Researchers for the first time succeeded in recording a binary code on a synthetic polymer. Inspired by the capacity of DNA to retain an enormous amount of genetic information, the team synthesized and read a multi-bit message on an artificial polymer.
With its 3.4 billion base pairs, human DNA can compile a tremendous amount of information in a tiny space. All of the information stored is expressed using four nitrogenous bases: A, T, G and C. Researchers had previously been able to use the sequencing of these veritable molecular building blocks to reproduce a binary code. However, the technical limits of DNA made it necessary to develop the first synthetic polymer -- cheaper, more malleable and able to store binary information. This has now been achieved for the first time by a team of French scientists from the CNRS and Aix-Marseille Université.
Instead of using the four nitrogenous bases of DNA, in this study the researchers used three monomers . Two of these monomers represent the binary code numbers 0 and 1, and can be used interchangeably during synthesis. A third nitroxide monomer was inserted between the bits in order to facilitate the writing and reading of the coded sequence.
A short binary message is synthesized by hand, monomer by monomer on a growing chain. The operation takes approximately a day, but should be quicker once automated. Decoding is done by sequencing, in the same way that DNA has been decoded for decades. A mass spectrometer thus takes less than five minutes to decipher the information -- a duration also destined to be reduced in the short term.

DATA FOR ANALYSIS =>

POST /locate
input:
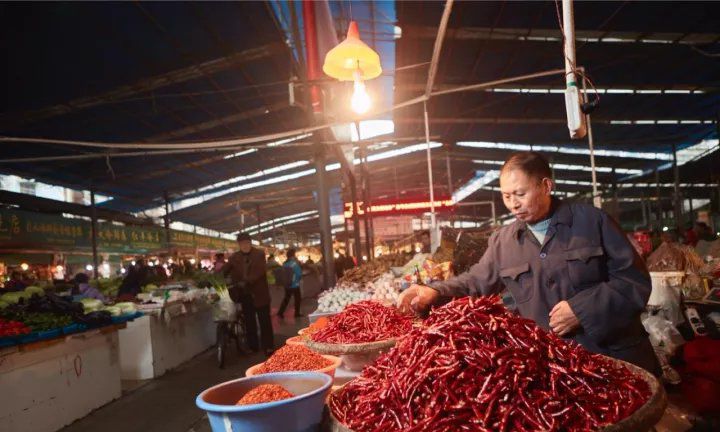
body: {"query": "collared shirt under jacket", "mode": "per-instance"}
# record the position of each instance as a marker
(586, 260)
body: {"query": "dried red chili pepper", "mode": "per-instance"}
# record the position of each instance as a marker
(476, 366)
(362, 322)
(265, 393)
(294, 358)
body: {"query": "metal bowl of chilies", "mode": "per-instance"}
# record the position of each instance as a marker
(641, 420)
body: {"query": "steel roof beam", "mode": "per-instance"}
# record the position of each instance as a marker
(144, 85)
(554, 35)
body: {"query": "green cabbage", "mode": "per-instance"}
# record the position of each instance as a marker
(126, 307)
(31, 290)
(12, 297)
(114, 310)
(91, 305)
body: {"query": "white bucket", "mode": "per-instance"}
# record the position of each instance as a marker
(665, 294)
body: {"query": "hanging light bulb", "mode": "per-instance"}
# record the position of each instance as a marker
(352, 56)
(360, 101)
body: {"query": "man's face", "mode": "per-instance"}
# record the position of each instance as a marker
(245, 246)
(528, 199)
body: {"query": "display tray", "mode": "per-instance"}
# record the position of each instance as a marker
(645, 418)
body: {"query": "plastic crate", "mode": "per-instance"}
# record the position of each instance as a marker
(120, 319)
(28, 338)
(8, 341)
(73, 328)
(317, 315)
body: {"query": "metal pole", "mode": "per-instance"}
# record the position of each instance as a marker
(366, 203)
(314, 104)
(356, 218)
(166, 220)
(644, 210)
(597, 200)
(93, 232)
(449, 170)
(433, 222)
(658, 200)
(677, 203)
(259, 222)
(324, 210)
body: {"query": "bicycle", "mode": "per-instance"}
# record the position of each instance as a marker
(226, 330)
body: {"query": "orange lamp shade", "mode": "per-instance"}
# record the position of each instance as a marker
(350, 56)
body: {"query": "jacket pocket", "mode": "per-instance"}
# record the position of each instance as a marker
(586, 265)
(518, 280)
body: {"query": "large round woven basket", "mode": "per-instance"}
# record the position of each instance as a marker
(641, 420)
(339, 349)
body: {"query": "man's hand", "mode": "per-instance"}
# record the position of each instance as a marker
(563, 319)
(417, 298)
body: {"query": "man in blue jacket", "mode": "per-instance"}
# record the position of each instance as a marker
(569, 267)
(291, 280)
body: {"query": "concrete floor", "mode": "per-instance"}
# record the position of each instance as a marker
(167, 403)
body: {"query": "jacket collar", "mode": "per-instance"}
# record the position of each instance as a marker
(561, 214)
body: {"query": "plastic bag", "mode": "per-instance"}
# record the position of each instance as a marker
(663, 333)
(224, 310)
(674, 257)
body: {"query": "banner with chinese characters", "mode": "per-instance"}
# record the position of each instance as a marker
(28, 230)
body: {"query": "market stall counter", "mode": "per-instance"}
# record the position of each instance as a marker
(51, 383)
(165, 337)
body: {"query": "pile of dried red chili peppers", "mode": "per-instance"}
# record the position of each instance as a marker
(362, 322)
(475, 366)
(265, 393)
(294, 358)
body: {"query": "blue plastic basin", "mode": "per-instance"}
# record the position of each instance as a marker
(302, 413)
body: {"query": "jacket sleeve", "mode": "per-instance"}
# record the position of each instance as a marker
(606, 309)
(297, 274)
(227, 267)
(257, 269)
(481, 279)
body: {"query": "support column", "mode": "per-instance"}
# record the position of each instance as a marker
(356, 218)
(677, 202)
(93, 232)
(166, 220)
(658, 199)
(314, 107)
(365, 184)
(259, 221)
(324, 211)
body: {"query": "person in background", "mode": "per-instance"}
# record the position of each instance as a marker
(135, 278)
(340, 264)
(704, 232)
(691, 234)
(669, 236)
(219, 262)
(292, 278)
(83, 287)
(16, 282)
(247, 270)
(272, 268)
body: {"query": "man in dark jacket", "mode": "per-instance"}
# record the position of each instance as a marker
(247, 271)
(568, 266)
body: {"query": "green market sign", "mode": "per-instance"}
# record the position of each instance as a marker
(29, 230)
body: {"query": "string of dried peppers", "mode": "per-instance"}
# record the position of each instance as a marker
(362, 322)
(475, 366)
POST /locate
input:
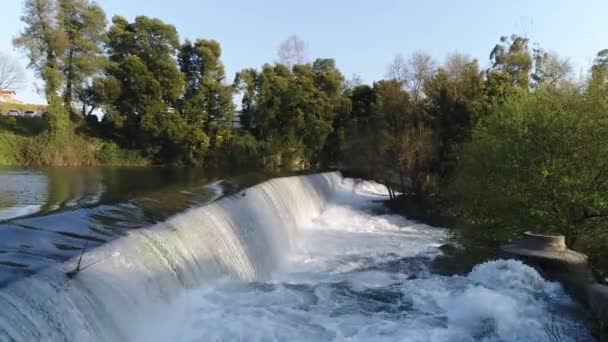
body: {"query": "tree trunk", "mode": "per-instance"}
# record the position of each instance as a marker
(69, 83)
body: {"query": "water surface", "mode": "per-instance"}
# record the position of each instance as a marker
(48, 215)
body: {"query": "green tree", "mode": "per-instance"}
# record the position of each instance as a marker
(454, 97)
(512, 58)
(207, 100)
(83, 25)
(539, 162)
(43, 42)
(142, 58)
(549, 69)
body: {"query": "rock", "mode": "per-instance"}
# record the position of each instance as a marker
(545, 247)
(448, 248)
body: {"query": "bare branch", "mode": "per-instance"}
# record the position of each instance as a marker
(11, 73)
(293, 51)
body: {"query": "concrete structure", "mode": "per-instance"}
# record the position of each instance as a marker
(549, 255)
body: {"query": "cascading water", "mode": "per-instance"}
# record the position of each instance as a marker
(299, 258)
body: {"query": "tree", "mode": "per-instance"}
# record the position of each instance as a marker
(293, 51)
(454, 98)
(11, 74)
(43, 43)
(207, 100)
(142, 58)
(539, 162)
(511, 57)
(398, 69)
(83, 24)
(550, 69)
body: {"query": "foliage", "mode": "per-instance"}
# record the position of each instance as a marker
(538, 163)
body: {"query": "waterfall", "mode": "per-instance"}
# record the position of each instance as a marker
(246, 236)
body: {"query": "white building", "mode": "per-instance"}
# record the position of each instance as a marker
(7, 95)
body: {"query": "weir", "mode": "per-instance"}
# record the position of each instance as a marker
(245, 236)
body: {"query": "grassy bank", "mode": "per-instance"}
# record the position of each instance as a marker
(28, 142)
(6, 106)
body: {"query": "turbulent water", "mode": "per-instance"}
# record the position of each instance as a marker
(308, 258)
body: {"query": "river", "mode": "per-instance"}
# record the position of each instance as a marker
(306, 258)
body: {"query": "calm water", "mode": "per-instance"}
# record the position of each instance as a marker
(48, 215)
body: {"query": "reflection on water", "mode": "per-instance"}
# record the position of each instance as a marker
(47, 215)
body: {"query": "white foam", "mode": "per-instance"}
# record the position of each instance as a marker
(353, 276)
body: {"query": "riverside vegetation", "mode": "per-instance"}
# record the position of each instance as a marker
(521, 145)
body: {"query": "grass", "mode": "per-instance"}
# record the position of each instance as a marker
(6, 106)
(27, 126)
(28, 141)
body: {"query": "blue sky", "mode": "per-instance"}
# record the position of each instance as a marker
(363, 36)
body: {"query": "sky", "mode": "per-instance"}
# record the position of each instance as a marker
(363, 36)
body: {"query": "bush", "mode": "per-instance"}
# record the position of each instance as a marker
(539, 162)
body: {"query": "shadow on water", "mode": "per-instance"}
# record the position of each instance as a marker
(48, 214)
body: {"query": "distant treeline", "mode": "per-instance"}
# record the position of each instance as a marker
(522, 145)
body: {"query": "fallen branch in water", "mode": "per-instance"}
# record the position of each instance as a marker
(74, 272)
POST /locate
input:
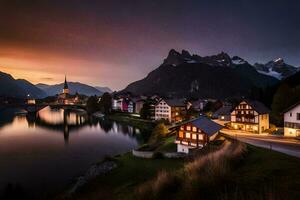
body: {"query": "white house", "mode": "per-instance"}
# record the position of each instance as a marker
(292, 121)
(250, 116)
(196, 133)
(170, 109)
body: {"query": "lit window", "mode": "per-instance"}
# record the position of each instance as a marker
(187, 135)
(200, 137)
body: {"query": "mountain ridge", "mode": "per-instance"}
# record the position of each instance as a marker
(217, 76)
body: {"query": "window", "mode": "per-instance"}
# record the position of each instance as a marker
(181, 134)
(187, 135)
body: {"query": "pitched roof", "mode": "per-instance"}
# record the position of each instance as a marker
(206, 125)
(257, 106)
(224, 110)
(291, 107)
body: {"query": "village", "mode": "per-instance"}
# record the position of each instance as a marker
(199, 121)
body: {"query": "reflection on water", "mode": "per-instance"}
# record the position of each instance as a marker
(48, 149)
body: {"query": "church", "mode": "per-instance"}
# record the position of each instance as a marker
(65, 97)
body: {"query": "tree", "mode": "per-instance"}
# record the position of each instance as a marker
(281, 100)
(92, 104)
(158, 132)
(105, 103)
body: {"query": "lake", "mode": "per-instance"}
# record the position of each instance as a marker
(41, 154)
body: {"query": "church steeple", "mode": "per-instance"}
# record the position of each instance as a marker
(66, 88)
(66, 84)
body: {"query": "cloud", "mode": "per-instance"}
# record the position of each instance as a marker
(47, 79)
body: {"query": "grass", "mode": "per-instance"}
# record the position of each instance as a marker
(223, 171)
(131, 171)
(168, 145)
(196, 178)
(268, 174)
(133, 121)
(230, 172)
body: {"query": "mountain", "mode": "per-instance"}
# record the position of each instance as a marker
(104, 89)
(31, 89)
(18, 88)
(276, 68)
(217, 76)
(74, 87)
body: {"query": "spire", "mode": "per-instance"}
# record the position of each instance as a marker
(66, 84)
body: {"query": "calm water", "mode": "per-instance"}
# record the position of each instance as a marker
(43, 153)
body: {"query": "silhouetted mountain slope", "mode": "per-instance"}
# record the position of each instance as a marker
(18, 88)
(276, 68)
(74, 87)
(31, 89)
(104, 89)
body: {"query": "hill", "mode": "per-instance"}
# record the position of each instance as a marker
(11, 87)
(217, 76)
(74, 87)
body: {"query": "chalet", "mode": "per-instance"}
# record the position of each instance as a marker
(223, 113)
(196, 133)
(251, 116)
(138, 104)
(199, 104)
(130, 106)
(292, 121)
(170, 109)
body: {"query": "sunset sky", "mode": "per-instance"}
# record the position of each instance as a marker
(112, 43)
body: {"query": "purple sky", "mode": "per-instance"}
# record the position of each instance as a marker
(112, 44)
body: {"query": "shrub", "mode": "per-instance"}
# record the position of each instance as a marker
(158, 155)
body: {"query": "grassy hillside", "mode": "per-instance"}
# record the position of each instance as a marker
(228, 173)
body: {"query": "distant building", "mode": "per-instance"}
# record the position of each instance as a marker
(31, 101)
(292, 121)
(199, 104)
(251, 116)
(196, 134)
(139, 102)
(170, 109)
(65, 97)
(223, 113)
(131, 106)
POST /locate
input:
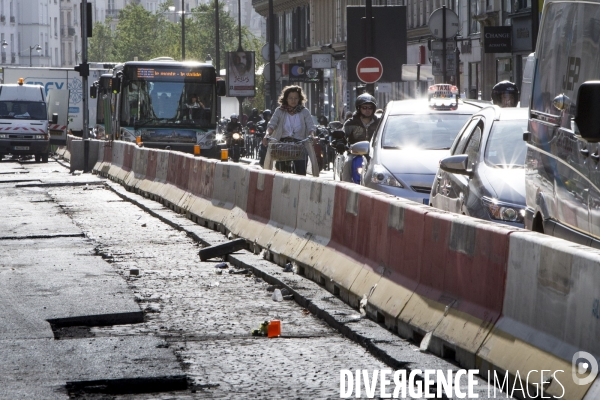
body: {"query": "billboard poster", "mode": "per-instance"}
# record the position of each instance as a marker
(240, 74)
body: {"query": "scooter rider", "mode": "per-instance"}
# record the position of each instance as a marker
(232, 126)
(360, 127)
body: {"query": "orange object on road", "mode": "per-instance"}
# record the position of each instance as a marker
(274, 328)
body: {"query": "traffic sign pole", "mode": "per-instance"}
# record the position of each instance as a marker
(444, 43)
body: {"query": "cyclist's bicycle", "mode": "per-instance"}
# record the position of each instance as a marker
(286, 151)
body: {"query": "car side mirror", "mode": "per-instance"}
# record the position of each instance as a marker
(360, 148)
(456, 165)
(115, 84)
(587, 117)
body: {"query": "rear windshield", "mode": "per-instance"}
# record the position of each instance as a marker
(505, 146)
(23, 110)
(422, 131)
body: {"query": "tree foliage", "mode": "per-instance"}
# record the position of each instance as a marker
(145, 35)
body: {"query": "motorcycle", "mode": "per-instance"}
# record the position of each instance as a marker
(349, 160)
(236, 145)
(251, 144)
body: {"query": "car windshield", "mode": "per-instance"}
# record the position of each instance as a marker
(422, 131)
(23, 110)
(505, 146)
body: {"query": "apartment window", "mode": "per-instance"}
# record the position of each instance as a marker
(473, 11)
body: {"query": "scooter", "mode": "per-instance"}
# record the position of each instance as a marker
(236, 145)
(349, 160)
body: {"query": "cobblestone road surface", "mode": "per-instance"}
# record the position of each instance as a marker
(205, 317)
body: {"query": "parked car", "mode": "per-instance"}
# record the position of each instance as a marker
(484, 176)
(412, 137)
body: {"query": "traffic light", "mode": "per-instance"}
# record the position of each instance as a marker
(83, 69)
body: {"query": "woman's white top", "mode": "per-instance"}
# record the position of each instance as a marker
(292, 126)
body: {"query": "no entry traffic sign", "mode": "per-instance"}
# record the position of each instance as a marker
(369, 70)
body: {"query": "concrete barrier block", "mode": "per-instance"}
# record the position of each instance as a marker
(551, 310)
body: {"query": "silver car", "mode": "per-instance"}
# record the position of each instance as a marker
(413, 136)
(484, 177)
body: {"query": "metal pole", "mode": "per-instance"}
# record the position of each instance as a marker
(444, 44)
(457, 61)
(182, 31)
(418, 91)
(84, 80)
(369, 37)
(217, 49)
(240, 27)
(272, 81)
(240, 99)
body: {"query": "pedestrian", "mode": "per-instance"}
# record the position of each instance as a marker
(291, 122)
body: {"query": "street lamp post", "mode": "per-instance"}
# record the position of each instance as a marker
(182, 30)
(37, 48)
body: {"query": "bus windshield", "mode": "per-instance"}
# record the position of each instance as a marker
(167, 103)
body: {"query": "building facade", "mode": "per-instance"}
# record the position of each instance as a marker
(304, 28)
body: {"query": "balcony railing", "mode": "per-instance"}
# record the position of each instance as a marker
(112, 13)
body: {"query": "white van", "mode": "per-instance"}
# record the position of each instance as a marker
(563, 157)
(24, 121)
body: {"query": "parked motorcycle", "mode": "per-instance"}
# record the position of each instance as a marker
(236, 145)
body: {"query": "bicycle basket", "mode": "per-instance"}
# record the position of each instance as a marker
(287, 151)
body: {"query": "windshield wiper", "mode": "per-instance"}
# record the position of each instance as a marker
(144, 122)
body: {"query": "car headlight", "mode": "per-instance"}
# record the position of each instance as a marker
(504, 211)
(383, 177)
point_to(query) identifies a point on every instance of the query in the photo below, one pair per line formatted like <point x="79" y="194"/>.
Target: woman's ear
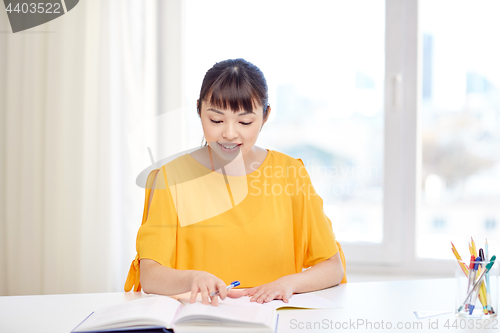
<point x="268" y="111"/>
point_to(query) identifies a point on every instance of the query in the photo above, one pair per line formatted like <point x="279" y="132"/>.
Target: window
<point x="460" y="180"/>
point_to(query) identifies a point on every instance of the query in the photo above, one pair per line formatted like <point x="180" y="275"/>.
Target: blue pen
<point x="488" y="297"/>
<point x="232" y="285"/>
<point x="474" y="290"/>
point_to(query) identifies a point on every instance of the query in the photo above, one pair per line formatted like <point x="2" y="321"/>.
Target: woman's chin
<point x="226" y="154"/>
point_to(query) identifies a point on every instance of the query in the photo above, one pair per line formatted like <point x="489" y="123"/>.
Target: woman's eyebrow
<point x="217" y="111"/>
<point x="220" y="112"/>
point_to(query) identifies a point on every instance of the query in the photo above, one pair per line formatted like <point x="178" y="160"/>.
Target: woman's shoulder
<point x="284" y="159"/>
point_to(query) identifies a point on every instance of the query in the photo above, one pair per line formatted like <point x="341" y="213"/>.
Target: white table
<point x="383" y="305"/>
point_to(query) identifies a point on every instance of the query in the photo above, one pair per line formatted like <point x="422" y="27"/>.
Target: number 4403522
<point x="477" y="324"/>
<point x="32" y="8"/>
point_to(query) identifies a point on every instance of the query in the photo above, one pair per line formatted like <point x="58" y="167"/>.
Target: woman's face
<point x="228" y="133"/>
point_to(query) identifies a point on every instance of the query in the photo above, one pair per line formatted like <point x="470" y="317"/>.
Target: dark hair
<point x="235" y="84"/>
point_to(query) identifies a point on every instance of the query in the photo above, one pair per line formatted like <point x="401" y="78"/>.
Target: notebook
<point x="163" y="314"/>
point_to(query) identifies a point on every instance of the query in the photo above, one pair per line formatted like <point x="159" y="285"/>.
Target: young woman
<point x="232" y="210"/>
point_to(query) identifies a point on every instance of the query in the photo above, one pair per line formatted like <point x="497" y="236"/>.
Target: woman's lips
<point x="231" y="150"/>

WHAT YOU NEED TO DO =>
A. Answer these questions about the passage on storing binary code in a synthetic polymer:
(i) How many base pairs does human DNA contain?
(ii) Which kind of monomer was placed between the bits, and for what purpose?
(iii) How long does a mass spectrometer take to decipher the information?
B. Extend the passage on storing binary code in a synthetic polymer with a paragraph that follows on from its final sentence.

ANSWERS GIVEN =>
A.
(i) 3.4 billion.
(ii) A nitroxide monomer, placed there to make the coded sequence easier to write and read.
(iii) Less than five minutes.

B.
While sequencing systematically destroys the polymer, it is also possible to erase the code at any time and without reading it, by exposure to temperatures above 60ºC or to a laser. Researchers showed that at room temperature, the polymer can be conserved for a number of months, and could even last several years given the molecule's stability.
The team hopes to store messages of a few kilobytes or even megabytes within 3 to 5 years. This technique, patented by the CNRS, also makes it possible to develop molecular barcodes in the short term. Sequences could provide labeling that would be extremely difficult to falsify, ideal for high value-added products such as luxury goods and medicine. The use of monomers and secret codes, known only to the laboratory and the industrial partner, would make it very difficult to produce counterfeits.